_Task brief:_
Quote all of the rows below word for word, line by line.

+--

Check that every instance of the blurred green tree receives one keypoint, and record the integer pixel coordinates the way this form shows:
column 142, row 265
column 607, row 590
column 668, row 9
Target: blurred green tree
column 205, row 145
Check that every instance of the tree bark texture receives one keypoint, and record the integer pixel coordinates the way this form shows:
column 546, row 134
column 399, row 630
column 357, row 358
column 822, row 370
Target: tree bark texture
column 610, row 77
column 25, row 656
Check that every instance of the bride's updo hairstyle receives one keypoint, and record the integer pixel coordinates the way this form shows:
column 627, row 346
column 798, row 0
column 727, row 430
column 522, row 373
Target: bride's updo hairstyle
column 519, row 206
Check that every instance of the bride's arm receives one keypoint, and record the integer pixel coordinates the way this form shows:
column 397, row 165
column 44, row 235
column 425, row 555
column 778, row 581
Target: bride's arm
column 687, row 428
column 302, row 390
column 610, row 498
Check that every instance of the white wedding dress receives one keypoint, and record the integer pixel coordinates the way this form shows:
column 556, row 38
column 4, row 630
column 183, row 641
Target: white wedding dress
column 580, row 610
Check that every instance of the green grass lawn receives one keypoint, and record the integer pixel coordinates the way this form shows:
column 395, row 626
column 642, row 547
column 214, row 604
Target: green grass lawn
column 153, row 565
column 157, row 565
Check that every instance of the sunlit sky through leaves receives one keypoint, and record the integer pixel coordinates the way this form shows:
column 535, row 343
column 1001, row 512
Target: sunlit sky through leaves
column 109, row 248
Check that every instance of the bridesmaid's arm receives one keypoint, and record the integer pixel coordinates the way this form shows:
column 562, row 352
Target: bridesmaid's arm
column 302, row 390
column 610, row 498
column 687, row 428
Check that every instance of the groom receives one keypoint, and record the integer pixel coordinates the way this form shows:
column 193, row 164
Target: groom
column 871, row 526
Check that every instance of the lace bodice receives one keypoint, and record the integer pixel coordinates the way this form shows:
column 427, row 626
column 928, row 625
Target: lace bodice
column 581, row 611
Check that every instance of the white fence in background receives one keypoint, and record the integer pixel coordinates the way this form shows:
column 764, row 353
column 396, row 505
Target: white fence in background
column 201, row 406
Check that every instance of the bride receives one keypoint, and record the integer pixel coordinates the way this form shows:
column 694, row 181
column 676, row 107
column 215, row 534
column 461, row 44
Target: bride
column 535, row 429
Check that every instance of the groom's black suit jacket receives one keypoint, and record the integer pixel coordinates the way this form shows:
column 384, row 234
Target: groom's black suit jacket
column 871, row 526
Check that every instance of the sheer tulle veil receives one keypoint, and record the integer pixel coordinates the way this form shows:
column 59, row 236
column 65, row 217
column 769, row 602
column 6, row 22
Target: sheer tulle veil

+--

_Reply to the exercise:_
Check that every instance of the blurred green tree receives one keypoint, and record the integer pixel coordinates the way this form shows:
column 142, row 265
column 607, row 590
column 668, row 9
Target: blurred green tree
column 205, row 145
Check that every instance of the tree bark texture receives one keypoint, and record the integer pixel coordinates the way this form shows:
column 546, row 134
column 399, row 630
column 357, row 358
column 822, row 370
Target: tree bark texture
column 610, row 77
column 25, row 656
Check that every instance of the bride's updo hairstyle receives one keypoint, and record the integer pixel coordinates the way this form shows:
column 627, row 346
column 798, row 0
column 727, row 430
column 522, row 373
Target: bride's updo hairstyle
column 519, row 206
Check that every instance of the bride's arm receives one keypoint, and record the integer pixel coordinates the way this form shows:
column 397, row 165
column 44, row 235
column 425, row 555
column 778, row 581
Target: bride's arm
column 687, row 428
column 302, row 390
column 610, row 498
Check that every instance of the white wedding dress receives one keypoint, and record the integer pixel coordinates the way this form shows:
column 556, row 38
column 4, row 630
column 183, row 641
Target: white wedding dress
column 580, row 610
Check that every instance of the green grass lawn receives one keypoint, and record the integer pixel coordinates the way this form shows:
column 395, row 626
column 642, row 547
column 214, row 604
Target: green grass lawn
column 153, row 565
column 157, row 565
Check that every instance of the sunlit sky through leaves receives one keypoint, and record the integer pixel coordinates the way this form shows:
column 535, row 343
column 1001, row 512
Target: sunlit sky through leaves
column 109, row 248
Check that every instance of the bridesmaid's arm receives one keypoint, and record the integer pixel coordinates the way this form shows:
column 562, row 352
Target: bridesmaid's arm
column 302, row 390
column 610, row 498
column 687, row 428
Check that every instance of the groom receives one keypoint, and record the integer pixel coordinates the way this form shows:
column 193, row 164
Target: groom
column 871, row 526
Check that every instance of the lace bodice receives one keypoint, and record the integer pixel coordinates the way this form shows:
column 427, row 626
column 928, row 625
Target: lace bodice
column 581, row 611
Check that every instance of the white fence in background receives one keypoint, and record the integer pixel coordinates the way this form shows:
column 764, row 353
column 396, row 505
Target: white fence in background
column 201, row 406
Check that every instance of the bride receives one keypoint, and record the integer pixel coordinates the way this form shows:
column 694, row 181
column 676, row 107
column 215, row 534
column 461, row 44
Target: bride
column 535, row 429
Check that every instance of the groom's black suit jacket receives one keypoint, and record the integer pixel coordinates the way this form shows:
column 384, row 234
Target: groom's black suit jacket
column 871, row 526
Check that every instance of the sheer tulle veil receives one keypoint, and record the integer pixel coordinates the way this form shows:
column 59, row 236
column 65, row 217
column 769, row 602
column 6, row 22
Target: sheer tulle veil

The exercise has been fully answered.